_WORK ITEM_
Copy all lines below containing "black".

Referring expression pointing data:
_ _ _ _
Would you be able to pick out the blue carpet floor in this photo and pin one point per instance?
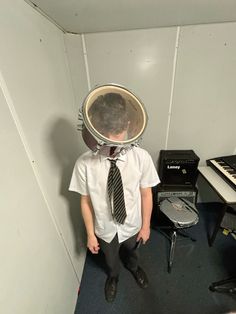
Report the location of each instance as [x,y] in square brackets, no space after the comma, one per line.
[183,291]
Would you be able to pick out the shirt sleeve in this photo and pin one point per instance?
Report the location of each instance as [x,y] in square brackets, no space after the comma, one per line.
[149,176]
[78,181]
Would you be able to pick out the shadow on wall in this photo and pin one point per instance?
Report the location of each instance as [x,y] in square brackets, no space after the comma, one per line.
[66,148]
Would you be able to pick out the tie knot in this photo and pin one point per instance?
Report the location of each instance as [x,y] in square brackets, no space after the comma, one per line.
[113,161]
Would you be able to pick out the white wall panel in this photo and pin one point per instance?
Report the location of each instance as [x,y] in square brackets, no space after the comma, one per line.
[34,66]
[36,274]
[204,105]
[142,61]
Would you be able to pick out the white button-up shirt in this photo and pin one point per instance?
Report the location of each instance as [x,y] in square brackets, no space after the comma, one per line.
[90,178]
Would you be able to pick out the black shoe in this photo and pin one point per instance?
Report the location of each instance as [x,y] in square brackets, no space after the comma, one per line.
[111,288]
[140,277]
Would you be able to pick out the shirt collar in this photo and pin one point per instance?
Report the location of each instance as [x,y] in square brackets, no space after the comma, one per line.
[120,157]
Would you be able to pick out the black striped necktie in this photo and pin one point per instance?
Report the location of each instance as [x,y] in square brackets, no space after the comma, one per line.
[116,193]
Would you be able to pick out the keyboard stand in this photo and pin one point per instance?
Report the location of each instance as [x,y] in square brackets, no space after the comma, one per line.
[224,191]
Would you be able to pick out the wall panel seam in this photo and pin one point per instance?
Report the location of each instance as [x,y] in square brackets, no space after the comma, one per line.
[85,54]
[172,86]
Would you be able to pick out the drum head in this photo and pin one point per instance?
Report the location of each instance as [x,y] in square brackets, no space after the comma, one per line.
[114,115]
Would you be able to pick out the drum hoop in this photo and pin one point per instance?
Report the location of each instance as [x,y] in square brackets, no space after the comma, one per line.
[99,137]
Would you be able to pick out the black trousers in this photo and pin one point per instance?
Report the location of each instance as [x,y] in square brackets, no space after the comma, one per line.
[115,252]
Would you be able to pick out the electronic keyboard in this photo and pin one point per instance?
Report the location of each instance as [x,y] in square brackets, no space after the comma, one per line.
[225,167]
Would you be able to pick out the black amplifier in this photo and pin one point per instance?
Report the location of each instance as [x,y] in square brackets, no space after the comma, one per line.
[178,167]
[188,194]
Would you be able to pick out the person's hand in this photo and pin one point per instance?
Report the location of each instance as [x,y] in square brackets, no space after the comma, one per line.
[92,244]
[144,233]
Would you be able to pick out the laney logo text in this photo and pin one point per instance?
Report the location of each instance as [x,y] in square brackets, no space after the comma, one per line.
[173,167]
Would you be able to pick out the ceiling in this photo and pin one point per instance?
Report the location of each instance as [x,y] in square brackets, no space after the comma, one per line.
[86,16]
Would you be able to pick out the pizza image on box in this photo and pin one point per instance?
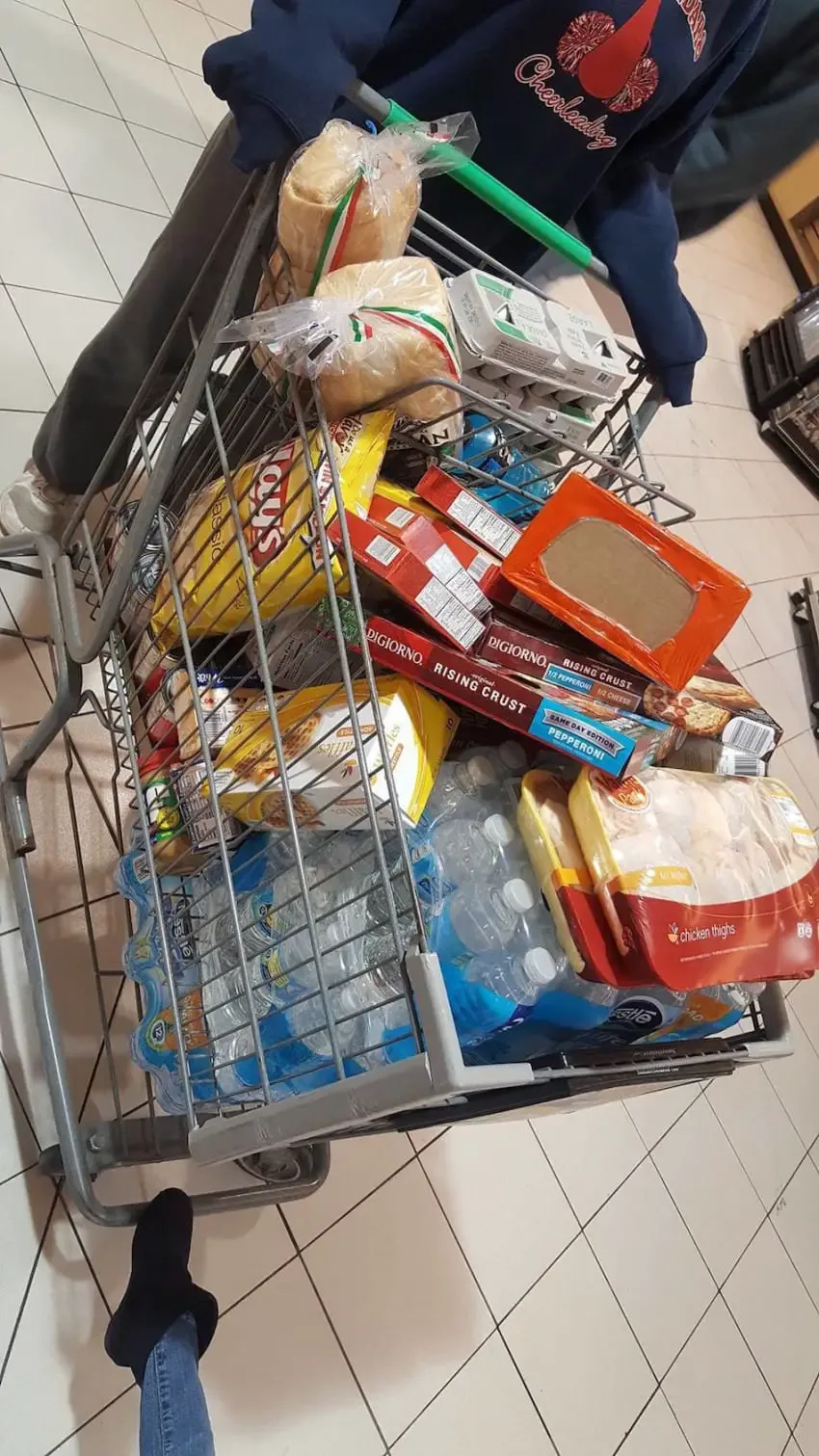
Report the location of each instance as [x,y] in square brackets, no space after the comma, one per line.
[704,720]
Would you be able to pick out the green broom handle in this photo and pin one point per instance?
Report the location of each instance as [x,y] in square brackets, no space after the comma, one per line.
_ _ _ _
_RESPONSE TO THE TASK_
Would you be able to pick out the black shoe in this photo and pin one point per instance?
Would you be able to pick out the black striped necktie in this photo and pin one point per instance?
Would you be able to pick out the black trousers in this photo and pin one point per instance?
Would you be able to pick out the black amplifier in this photo and pin one point per instance?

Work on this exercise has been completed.